Dataset entries:
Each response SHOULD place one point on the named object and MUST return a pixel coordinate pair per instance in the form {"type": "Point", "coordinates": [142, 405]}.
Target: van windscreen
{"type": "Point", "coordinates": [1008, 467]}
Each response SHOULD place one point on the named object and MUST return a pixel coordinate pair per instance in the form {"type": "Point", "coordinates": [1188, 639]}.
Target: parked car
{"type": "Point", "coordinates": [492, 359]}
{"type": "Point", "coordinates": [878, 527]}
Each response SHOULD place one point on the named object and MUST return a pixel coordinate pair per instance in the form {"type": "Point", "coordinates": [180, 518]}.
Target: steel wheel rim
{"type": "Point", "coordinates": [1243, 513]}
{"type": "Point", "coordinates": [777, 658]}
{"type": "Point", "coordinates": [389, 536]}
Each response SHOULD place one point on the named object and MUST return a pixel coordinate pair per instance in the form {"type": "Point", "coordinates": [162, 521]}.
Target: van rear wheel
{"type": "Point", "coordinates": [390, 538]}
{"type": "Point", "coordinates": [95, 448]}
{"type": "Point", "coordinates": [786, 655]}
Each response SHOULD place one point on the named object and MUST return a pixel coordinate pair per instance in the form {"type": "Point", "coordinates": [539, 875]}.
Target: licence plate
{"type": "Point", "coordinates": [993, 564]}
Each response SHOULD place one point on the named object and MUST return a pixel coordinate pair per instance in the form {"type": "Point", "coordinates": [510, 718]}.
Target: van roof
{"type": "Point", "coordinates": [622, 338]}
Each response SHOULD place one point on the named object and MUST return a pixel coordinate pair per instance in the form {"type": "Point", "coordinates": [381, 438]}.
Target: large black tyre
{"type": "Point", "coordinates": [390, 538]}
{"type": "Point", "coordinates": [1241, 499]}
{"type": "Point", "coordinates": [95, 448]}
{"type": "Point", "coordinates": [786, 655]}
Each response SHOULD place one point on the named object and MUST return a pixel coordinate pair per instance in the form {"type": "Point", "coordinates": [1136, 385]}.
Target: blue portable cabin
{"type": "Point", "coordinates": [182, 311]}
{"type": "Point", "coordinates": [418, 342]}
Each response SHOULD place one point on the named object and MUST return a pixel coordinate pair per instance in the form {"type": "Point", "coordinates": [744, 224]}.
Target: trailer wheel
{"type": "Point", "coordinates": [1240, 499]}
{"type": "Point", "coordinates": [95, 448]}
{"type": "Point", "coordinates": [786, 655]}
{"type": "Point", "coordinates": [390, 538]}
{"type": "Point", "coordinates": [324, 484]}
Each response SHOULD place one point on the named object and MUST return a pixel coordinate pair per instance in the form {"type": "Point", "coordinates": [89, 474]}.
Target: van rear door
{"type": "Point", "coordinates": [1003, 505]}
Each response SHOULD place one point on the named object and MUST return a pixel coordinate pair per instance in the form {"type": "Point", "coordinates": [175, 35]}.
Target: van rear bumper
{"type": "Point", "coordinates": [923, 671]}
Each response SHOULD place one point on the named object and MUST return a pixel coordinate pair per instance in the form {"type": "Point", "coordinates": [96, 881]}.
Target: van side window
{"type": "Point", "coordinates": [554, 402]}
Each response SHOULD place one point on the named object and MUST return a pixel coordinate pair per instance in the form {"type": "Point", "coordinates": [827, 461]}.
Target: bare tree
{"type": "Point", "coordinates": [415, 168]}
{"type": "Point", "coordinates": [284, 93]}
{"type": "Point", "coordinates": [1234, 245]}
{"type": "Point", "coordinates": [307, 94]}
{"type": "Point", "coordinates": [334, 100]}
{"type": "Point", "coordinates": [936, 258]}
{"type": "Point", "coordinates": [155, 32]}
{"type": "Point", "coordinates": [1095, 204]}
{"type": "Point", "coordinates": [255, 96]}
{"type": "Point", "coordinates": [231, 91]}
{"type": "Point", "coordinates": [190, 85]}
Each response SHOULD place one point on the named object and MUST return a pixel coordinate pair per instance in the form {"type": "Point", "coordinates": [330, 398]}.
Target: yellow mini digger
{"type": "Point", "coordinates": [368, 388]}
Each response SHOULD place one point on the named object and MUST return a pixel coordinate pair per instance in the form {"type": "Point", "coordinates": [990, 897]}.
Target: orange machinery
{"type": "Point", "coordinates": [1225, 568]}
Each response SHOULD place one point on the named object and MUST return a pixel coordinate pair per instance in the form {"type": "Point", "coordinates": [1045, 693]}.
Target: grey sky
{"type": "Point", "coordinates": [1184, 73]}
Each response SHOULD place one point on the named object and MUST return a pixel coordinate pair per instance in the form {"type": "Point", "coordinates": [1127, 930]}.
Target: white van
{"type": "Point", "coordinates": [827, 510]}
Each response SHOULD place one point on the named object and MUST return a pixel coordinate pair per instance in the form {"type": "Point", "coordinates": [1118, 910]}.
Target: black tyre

Your instructions: Exactly reproduce all of the entries above.

Solution:
Each response SHOULD place one point on the named object and MUST return a pixel coordinate pair per instance in the form {"type": "Point", "coordinates": [142, 405]}.
Target: van windscreen
{"type": "Point", "coordinates": [1008, 467]}
Each response SHOULD place one point on the named object and MUST return a pixel coordinate pair per instance in the form {"type": "Point", "coordinates": [1188, 639]}.
Target: parked car
{"type": "Point", "coordinates": [492, 359]}
{"type": "Point", "coordinates": [878, 527]}
Each response SHOULD place one point on the named object and MUST return a pixel coordinate pair per instance in the form {"type": "Point", "coordinates": [180, 518]}.
Target: steel wheel rim
{"type": "Point", "coordinates": [1243, 513]}
{"type": "Point", "coordinates": [777, 658]}
{"type": "Point", "coordinates": [389, 536]}
Each response SHOULD place one point on the named object and MUST return a pixel coordinate pair per instance in the form {"type": "Point", "coordinates": [162, 521]}.
Target: van rear wheel
{"type": "Point", "coordinates": [390, 538]}
{"type": "Point", "coordinates": [95, 448]}
{"type": "Point", "coordinates": [786, 655]}
Each response SHOULD place one point on the named object and MUST return a pixel coordinate pair per instance in the form {"type": "Point", "coordinates": [539, 875]}.
Target: licence plate
{"type": "Point", "coordinates": [993, 564]}
Each response SHOULD place one point on the named object and MUST return a pixel coordinate pair per instance in the form {"type": "Point", "coordinates": [510, 718]}.
Target: van roof
{"type": "Point", "coordinates": [622, 338]}
Each response SHOULD place one point on the named object and MUST return a pixel coordinate pair per instance in the form {"type": "Point", "coordinates": [381, 438]}.
Target: large black tyre
{"type": "Point", "coordinates": [390, 538]}
{"type": "Point", "coordinates": [1241, 499]}
{"type": "Point", "coordinates": [95, 448]}
{"type": "Point", "coordinates": [786, 655]}
Each response SHOULD place one point on the named object and MUST return a pixel coordinate pair per instance in the form {"type": "Point", "coordinates": [1136, 385]}.
Target: blue portable cabin
{"type": "Point", "coordinates": [182, 311]}
{"type": "Point", "coordinates": [418, 342]}
Each response SHOULD place one point on the named object and MUST return a pixel coordinate pair per instance in the form {"type": "Point", "coordinates": [744, 224]}.
Target: trailer wheel
{"type": "Point", "coordinates": [1240, 499]}
{"type": "Point", "coordinates": [95, 448]}
{"type": "Point", "coordinates": [786, 655]}
{"type": "Point", "coordinates": [390, 538]}
{"type": "Point", "coordinates": [324, 484]}
Each response SHOULD place one point on the named object and MUST return a pixel coordinate pair per instance in the form {"type": "Point", "coordinates": [89, 474]}.
Target: van rear door
{"type": "Point", "coordinates": [1003, 505]}
Each response SHOULD place one point on the named object and MUST return a pixel coordinate pair per instance in the form {"type": "Point", "coordinates": [175, 35]}.
Target: van rear bumper
{"type": "Point", "coordinates": [923, 671]}
Each response SHOULD place one point on the named object and MUST return a pixel coordinate pair per instance in the form {"type": "Point", "coordinates": [96, 881]}.
Target: van side window
{"type": "Point", "coordinates": [554, 402]}
Each response SHOULD place one point on the named object and MUST return a pixel coordinate pair per instance in the form {"type": "Point", "coordinates": [827, 461]}.
Target: bare tree
{"type": "Point", "coordinates": [415, 168]}
{"type": "Point", "coordinates": [284, 93]}
{"type": "Point", "coordinates": [1234, 245]}
{"type": "Point", "coordinates": [307, 94]}
{"type": "Point", "coordinates": [334, 100]}
{"type": "Point", "coordinates": [936, 258]}
{"type": "Point", "coordinates": [155, 32]}
{"type": "Point", "coordinates": [1095, 204]}
{"type": "Point", "coordinates": [255, 96]}
{"type": "Point", "coordinates": [231, 91]}
{"type": "Point", "coordinates": [190, 85]}
Each response SHOULD place one point on the named object and MUST return a pixel coordinate pair per instance in the form {"type": "Point", "coordinates": [330, 398]}.
Target: yellow mini digger
{"type": "Point", "coordinates": [368, 388]}
Each response SHOULD place one point on the named object and MUST return a pixel coordinate pair per instance in the form {"type": "Point", "coordinates": [990, 897]}.
Target: orange machinery
{"type": "Point", "coordinates": [1225, 568]}
Each response SHOULD place one point on the named object and MUST return a pixel coordinate pair per instance in the form {"type": "Point", "coordinates": [1045, 693]}.
Target: grey sky
{"type": "Point", "coordinates": [1184, 73]}
Each response SHOULD place one point on the named object and MUST return a pixel coordinate pair per instance in the form {"type": "Point", "coordinates": [1127, 930]}.
Target: white van
{"type": "Point", "coordinates": [827, 510]}
Each response SHOULD place one point on the named object and MUST return a pixel coordinate pair per instance in the form {"type": "Point", "coordinates": [1118, 910]}.
Target: black tyre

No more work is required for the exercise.